### Your task
Copy the article's text starting at "The weather forecast" and ending at "showers a good decision or a bad decision?", swapping "umbrella" for "raincoat" throughout.

### Text extract
##############################

We’re Asking James Comey the Wrong Question

The weather forecast called for a 50% chance of rain showers. A woman named Tracy decided to take her umbrella with her on her commute to the office. The rain never came. After work Tracy met friends at a bar for happy hour. When she left the bar to walk home, she forgot to take her umbrella with her. The next time she needed her umbrella, she couldn’t find it.

Was Tracy’s choice to bring her umbrella to work on the day the weather service predicted a 50% chance of showers a good decision or a bad decision?

Here’s an easier one. Late in the fourth quarter of Super Bowl 49, Pete Carroll the coach of the Seattle Seahawks called for a pass on 2nd and goal. The pass was intercepted and the Seahawks lost the championship.

Was the choice to throw a pass a good decision or a bad decision?

Asking whether a decision was “good” or “bad” (right or wrong, ethical or unethical) by working backwards in time from judgments about the outcomes to judgments about the decision represents a thinking trap. Those who research decision quality recognize that the decision maker has no control over the external consequences resulting from the decision. It may be fun to consider “what if” scenarios, but focusing on outcomes doesn’t help us learn to become better decision makers. What if the railroad industry had reacted differently to the advent of the automobile? Would we be driving around in a Union Pacific sedan or a Reading Lines SUV? If you only consider outcomes when asking about Steve Jobs’s decision to make John Sculley the CEO of Apple in 1983 you might reach different conclusions depending on whether you asked the question when Sculley fired Jobs in 1985 or when Jobs returned to Apple with fresh insights about product design in 1997.

We can’t ‘unknow ‘ the outcomes of a decision when reevaluating the decision maker’s alternatives after the decision has been acted on.

##############################

(Source data)
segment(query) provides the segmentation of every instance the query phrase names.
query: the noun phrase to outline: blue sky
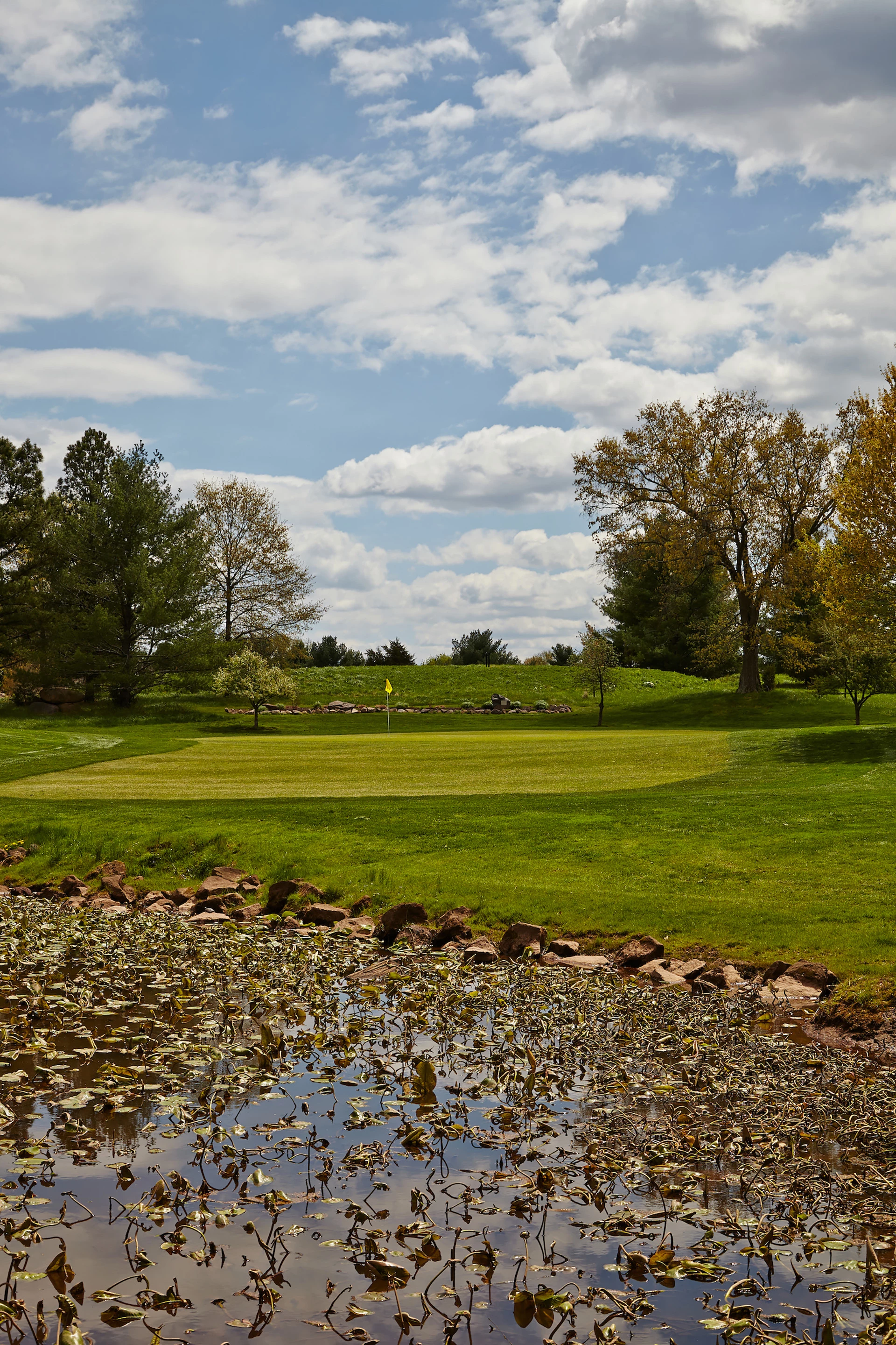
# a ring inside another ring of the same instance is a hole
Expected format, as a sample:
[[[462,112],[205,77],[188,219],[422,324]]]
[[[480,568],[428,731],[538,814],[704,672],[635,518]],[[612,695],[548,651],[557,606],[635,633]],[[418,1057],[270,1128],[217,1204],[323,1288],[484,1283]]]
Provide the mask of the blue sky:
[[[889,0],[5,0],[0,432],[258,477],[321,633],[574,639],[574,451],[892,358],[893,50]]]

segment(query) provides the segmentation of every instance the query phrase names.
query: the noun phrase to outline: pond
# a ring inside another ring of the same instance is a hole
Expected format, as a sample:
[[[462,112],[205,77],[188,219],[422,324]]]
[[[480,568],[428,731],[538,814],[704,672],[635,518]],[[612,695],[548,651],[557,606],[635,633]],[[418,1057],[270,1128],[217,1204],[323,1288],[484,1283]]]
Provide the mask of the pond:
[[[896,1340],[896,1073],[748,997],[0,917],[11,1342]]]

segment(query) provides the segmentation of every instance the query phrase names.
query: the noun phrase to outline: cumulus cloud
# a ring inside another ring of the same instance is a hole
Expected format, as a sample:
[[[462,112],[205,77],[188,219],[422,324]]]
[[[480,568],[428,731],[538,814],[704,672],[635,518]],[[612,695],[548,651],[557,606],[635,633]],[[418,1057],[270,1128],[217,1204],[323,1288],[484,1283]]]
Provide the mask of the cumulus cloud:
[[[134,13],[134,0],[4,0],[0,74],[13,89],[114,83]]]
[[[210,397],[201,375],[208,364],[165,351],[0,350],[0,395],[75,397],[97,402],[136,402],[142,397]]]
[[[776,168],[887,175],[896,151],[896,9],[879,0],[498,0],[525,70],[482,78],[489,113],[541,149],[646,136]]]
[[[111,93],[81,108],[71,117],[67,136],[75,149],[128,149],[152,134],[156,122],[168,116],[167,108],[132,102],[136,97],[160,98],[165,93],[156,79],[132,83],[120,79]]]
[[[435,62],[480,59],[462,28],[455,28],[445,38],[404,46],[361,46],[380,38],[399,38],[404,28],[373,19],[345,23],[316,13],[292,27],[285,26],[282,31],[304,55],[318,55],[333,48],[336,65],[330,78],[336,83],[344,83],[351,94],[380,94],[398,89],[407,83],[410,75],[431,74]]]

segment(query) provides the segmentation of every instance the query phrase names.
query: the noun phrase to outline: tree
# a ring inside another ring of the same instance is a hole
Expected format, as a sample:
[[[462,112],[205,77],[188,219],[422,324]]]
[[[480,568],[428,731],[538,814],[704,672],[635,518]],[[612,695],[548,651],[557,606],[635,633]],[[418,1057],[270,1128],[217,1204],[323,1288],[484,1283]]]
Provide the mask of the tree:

##############################

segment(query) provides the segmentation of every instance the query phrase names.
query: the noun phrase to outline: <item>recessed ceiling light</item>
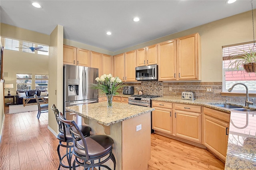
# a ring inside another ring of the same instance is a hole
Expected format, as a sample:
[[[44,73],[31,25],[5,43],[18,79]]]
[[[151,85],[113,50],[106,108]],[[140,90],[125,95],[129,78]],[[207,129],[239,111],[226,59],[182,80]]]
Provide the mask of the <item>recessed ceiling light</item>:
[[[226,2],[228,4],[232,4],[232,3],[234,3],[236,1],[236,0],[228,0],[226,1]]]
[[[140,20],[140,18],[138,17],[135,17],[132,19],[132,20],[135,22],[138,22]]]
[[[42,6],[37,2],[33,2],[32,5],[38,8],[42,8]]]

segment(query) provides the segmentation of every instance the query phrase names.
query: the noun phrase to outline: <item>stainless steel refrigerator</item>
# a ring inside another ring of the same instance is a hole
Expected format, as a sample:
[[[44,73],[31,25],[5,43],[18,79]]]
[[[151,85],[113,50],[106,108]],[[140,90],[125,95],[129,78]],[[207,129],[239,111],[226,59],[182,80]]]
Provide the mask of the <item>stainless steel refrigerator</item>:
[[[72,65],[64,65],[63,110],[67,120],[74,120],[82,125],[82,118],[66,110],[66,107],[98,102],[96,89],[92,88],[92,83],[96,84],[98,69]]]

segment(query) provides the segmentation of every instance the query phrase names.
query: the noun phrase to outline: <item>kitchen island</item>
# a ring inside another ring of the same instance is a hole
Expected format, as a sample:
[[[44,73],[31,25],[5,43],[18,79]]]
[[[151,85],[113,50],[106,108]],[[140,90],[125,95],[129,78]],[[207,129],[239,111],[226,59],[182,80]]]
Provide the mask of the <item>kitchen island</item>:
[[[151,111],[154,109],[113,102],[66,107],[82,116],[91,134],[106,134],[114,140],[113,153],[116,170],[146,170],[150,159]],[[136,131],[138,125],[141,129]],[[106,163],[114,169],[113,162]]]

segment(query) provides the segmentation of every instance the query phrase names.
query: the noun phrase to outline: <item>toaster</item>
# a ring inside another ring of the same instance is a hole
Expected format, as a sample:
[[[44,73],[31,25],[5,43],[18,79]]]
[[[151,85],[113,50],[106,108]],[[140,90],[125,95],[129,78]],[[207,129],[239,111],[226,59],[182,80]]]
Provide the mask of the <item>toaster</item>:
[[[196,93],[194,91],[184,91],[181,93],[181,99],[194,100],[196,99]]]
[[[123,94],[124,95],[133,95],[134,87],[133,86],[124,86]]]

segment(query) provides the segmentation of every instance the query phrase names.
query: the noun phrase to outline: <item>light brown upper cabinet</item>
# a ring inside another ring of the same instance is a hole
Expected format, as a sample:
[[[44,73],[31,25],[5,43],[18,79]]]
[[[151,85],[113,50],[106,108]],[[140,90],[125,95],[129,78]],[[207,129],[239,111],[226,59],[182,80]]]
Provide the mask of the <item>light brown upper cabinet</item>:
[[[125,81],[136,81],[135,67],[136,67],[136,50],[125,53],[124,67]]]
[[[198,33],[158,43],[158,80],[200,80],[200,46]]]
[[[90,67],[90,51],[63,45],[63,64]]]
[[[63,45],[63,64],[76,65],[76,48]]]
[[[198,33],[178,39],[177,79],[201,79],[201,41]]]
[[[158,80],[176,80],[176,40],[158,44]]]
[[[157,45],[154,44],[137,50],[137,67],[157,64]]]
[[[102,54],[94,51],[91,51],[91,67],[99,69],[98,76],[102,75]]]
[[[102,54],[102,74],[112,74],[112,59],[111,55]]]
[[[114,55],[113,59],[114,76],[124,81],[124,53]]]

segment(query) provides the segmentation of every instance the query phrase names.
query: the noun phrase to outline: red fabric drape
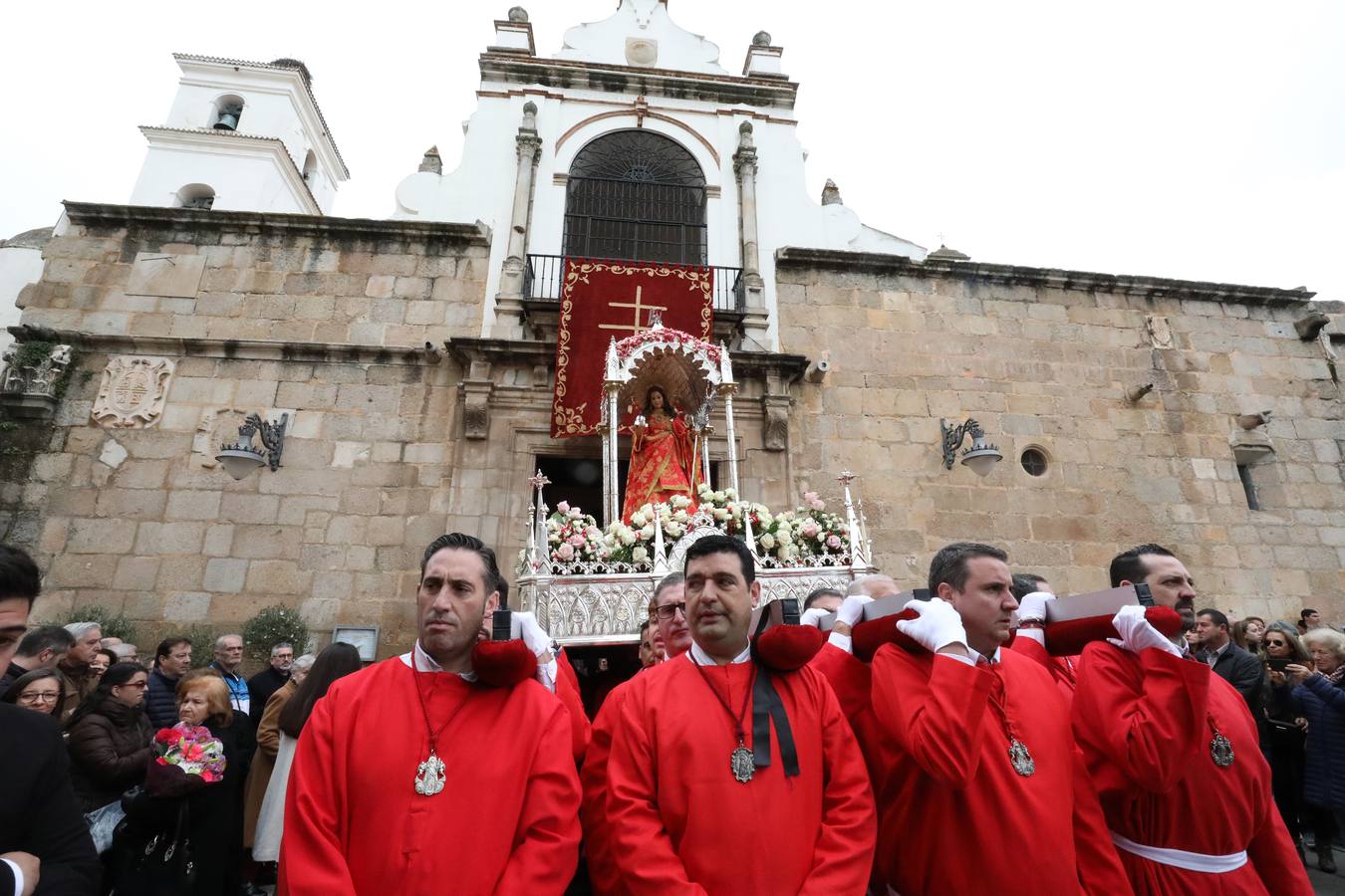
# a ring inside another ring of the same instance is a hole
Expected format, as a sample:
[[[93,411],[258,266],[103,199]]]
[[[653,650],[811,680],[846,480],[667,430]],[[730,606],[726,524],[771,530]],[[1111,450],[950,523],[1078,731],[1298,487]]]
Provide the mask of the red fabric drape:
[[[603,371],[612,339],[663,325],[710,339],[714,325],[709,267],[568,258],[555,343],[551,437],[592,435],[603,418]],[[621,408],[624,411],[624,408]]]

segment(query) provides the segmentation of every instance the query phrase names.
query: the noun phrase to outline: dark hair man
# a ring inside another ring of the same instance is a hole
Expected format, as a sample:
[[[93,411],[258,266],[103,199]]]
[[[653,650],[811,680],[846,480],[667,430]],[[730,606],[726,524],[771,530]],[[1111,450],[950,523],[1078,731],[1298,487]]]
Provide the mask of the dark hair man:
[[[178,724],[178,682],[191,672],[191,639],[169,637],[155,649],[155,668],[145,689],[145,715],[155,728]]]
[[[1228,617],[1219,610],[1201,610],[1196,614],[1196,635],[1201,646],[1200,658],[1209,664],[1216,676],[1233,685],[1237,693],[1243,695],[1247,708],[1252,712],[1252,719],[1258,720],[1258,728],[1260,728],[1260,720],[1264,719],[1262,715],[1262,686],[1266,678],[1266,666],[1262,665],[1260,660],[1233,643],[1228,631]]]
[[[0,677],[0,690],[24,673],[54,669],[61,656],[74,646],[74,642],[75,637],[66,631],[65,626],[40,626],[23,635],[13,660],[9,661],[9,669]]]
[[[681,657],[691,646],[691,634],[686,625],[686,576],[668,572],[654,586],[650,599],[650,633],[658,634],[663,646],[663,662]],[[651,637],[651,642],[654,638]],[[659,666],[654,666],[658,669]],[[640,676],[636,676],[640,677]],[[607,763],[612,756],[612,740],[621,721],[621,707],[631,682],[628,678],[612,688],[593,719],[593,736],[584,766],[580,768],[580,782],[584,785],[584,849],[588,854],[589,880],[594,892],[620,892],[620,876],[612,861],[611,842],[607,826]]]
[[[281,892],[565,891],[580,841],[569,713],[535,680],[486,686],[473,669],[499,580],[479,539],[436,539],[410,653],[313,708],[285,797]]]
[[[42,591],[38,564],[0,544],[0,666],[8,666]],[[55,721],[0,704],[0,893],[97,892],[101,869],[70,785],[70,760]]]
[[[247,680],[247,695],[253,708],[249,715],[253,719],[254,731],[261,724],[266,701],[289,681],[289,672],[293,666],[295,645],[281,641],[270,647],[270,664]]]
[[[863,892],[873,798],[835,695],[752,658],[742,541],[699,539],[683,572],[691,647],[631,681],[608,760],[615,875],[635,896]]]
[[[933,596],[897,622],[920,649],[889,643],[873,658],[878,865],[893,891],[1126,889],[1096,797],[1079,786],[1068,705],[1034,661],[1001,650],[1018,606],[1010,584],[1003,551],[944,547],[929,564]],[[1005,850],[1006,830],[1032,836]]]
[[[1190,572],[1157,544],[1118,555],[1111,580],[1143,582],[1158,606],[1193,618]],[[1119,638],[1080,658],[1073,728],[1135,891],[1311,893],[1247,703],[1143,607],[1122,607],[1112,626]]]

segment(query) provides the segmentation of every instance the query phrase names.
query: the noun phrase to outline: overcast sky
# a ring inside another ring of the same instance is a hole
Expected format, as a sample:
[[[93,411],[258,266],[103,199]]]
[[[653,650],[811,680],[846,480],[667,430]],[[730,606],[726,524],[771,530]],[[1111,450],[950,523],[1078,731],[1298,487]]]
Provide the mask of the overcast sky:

##############################

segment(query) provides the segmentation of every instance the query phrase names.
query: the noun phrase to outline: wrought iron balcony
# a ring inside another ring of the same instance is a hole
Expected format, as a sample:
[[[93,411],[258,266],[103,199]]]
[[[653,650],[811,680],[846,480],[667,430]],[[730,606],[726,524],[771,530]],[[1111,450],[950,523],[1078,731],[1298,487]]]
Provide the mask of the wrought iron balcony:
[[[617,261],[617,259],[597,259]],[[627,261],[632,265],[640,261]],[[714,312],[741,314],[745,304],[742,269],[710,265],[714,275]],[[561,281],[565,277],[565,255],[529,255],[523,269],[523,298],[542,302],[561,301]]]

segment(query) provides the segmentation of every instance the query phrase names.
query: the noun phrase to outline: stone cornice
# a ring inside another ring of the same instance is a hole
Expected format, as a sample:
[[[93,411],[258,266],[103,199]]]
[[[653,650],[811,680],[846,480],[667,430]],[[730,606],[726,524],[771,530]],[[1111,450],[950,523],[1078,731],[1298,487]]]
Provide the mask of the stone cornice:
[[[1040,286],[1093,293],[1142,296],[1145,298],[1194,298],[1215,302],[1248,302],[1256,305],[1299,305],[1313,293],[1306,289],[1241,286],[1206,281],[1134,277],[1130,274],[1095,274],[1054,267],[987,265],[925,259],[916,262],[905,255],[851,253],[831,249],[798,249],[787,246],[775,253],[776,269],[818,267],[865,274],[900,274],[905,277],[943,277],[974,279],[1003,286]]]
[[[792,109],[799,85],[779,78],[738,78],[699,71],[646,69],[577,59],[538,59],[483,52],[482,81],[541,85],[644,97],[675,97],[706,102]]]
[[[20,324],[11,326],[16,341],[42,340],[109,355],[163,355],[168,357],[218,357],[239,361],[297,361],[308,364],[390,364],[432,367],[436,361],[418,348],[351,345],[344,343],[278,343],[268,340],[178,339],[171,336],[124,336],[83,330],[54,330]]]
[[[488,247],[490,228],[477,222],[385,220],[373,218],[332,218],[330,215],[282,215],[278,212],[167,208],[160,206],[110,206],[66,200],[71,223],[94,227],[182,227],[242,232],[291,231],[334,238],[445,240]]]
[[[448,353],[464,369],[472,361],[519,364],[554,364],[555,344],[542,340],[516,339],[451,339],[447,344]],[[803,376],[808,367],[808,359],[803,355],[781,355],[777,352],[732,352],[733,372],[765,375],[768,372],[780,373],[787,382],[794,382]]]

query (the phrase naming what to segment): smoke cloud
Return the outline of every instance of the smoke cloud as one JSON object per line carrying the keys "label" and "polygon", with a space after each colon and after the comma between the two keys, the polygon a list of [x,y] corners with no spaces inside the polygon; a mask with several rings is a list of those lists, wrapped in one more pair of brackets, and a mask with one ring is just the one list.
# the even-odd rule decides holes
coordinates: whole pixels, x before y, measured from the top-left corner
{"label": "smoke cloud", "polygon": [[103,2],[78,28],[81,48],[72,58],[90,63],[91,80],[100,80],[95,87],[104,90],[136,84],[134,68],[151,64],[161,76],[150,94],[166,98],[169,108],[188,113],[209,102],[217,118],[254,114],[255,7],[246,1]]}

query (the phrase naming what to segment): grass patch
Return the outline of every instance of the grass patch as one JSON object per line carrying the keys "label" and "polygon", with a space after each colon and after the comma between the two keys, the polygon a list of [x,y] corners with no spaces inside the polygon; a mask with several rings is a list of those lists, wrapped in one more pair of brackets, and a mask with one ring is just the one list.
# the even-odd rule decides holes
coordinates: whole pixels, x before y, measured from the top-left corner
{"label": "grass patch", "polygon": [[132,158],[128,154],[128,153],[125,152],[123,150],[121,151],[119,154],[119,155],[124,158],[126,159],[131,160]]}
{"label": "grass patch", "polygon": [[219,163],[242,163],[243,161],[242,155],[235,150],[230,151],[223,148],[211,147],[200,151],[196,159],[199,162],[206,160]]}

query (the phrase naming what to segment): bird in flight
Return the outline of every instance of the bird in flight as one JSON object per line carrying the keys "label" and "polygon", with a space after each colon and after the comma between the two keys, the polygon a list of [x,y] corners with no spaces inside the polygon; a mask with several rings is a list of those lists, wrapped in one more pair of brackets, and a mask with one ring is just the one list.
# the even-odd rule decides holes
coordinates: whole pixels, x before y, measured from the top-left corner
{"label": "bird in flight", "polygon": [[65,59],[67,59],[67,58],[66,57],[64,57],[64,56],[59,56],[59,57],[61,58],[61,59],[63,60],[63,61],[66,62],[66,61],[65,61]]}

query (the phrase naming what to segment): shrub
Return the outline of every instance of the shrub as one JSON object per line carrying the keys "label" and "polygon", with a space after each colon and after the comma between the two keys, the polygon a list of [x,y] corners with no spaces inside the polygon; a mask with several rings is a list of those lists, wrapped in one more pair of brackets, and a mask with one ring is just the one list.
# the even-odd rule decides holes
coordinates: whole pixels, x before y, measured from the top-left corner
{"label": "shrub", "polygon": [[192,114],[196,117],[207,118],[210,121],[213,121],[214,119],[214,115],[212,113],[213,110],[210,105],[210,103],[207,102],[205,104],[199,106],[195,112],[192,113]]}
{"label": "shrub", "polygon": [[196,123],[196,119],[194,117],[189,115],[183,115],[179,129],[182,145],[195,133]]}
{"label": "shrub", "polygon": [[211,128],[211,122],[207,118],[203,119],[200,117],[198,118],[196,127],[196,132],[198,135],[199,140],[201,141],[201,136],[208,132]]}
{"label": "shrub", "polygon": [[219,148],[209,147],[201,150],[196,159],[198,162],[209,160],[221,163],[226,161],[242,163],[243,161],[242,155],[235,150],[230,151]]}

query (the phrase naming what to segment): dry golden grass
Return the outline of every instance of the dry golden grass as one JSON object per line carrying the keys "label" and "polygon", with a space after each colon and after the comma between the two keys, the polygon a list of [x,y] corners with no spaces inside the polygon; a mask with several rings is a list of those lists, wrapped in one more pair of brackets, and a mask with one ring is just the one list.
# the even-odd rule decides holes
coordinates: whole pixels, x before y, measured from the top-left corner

##############################

### Answer below
The weather forecast called for a 50% chance of rain showers. A woman named Tracy decided to take her raincoat with her on her commute to the office. The rain never came. After work Tracy met friends at a bar for happy hour. When she left the bar to walk home, she forgot to take her raincoat with her. The next time she needed her raincoat, she couldn’t find it.

Was Tracy’s choice to bring her raincoat to work on the day the weather service predicted a 50% chance of showers a good decision or a bad decision?